◆ **WHAT IS ASKED**
Find each line in the records below that contains the word "white". Copy those lines out in full.

◆ **SUPPLIED RECORDS**
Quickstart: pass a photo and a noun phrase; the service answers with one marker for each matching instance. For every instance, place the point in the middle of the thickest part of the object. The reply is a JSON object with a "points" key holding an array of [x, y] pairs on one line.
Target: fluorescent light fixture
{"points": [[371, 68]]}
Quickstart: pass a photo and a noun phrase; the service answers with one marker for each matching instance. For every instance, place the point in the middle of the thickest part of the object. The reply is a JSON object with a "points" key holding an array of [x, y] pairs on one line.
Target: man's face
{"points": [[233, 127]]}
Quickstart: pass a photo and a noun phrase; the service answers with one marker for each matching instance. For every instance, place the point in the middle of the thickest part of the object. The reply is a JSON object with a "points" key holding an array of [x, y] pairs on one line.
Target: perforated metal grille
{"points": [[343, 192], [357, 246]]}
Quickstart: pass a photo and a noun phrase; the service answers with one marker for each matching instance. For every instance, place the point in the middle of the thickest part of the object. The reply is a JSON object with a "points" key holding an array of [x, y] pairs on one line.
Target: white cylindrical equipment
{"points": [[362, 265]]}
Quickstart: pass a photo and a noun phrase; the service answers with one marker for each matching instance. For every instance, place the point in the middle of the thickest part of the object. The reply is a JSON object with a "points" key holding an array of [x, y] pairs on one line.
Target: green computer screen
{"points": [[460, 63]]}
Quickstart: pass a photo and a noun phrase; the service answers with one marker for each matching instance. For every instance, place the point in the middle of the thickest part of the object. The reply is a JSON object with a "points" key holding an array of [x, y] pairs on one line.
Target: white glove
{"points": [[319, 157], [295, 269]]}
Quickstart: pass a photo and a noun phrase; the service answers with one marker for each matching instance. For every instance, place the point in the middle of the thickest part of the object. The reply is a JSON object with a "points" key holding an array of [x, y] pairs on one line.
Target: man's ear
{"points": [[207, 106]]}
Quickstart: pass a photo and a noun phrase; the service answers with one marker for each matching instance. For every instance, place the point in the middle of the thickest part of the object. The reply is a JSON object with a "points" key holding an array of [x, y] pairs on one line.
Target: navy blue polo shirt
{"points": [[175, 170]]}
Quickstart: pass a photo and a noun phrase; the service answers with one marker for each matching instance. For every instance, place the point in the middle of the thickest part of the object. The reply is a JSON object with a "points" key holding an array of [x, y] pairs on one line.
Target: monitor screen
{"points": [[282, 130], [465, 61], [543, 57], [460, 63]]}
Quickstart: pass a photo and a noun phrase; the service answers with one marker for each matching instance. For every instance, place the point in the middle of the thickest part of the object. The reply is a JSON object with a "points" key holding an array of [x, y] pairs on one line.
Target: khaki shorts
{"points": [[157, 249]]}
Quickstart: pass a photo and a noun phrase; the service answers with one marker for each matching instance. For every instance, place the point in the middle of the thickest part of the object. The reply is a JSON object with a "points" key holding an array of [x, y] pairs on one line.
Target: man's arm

◆ **CORRECT ANSWER**
Target: white cylindrical equipment
Target: white glove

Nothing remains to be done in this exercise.